Goal:
Reproduce every line of the records below verbatim, leaving the pictures out of your answer.

--- Exercise input ---

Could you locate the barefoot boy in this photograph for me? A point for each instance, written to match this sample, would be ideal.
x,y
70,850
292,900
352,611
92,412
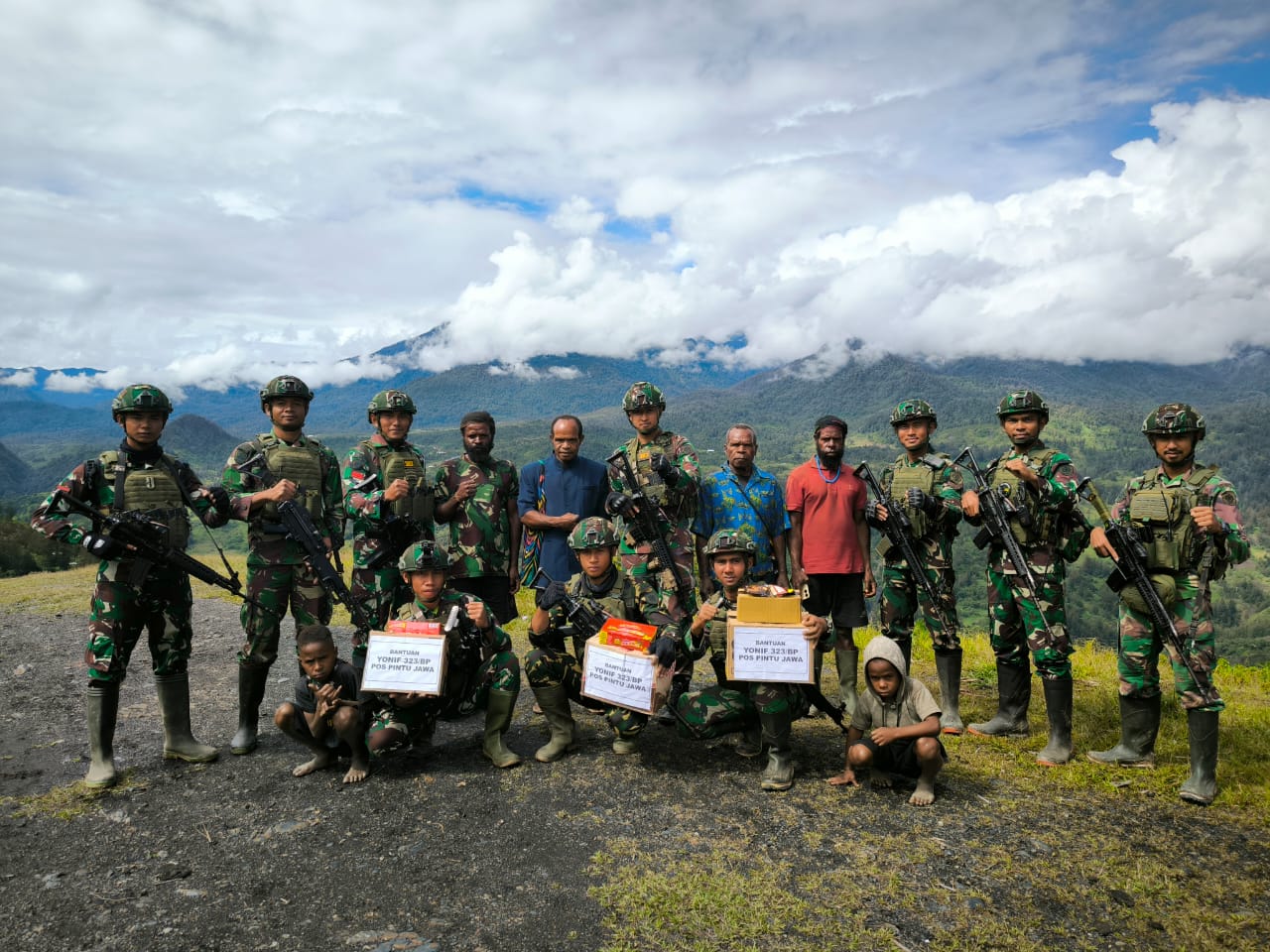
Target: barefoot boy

---

Expected answer:
Could you locate the barefoot boy in this photograph for me? A point for each instance, written to match this sample, would be ideal.
x,y
70,850
292,900
352,611
92,412
Target: barefoot boy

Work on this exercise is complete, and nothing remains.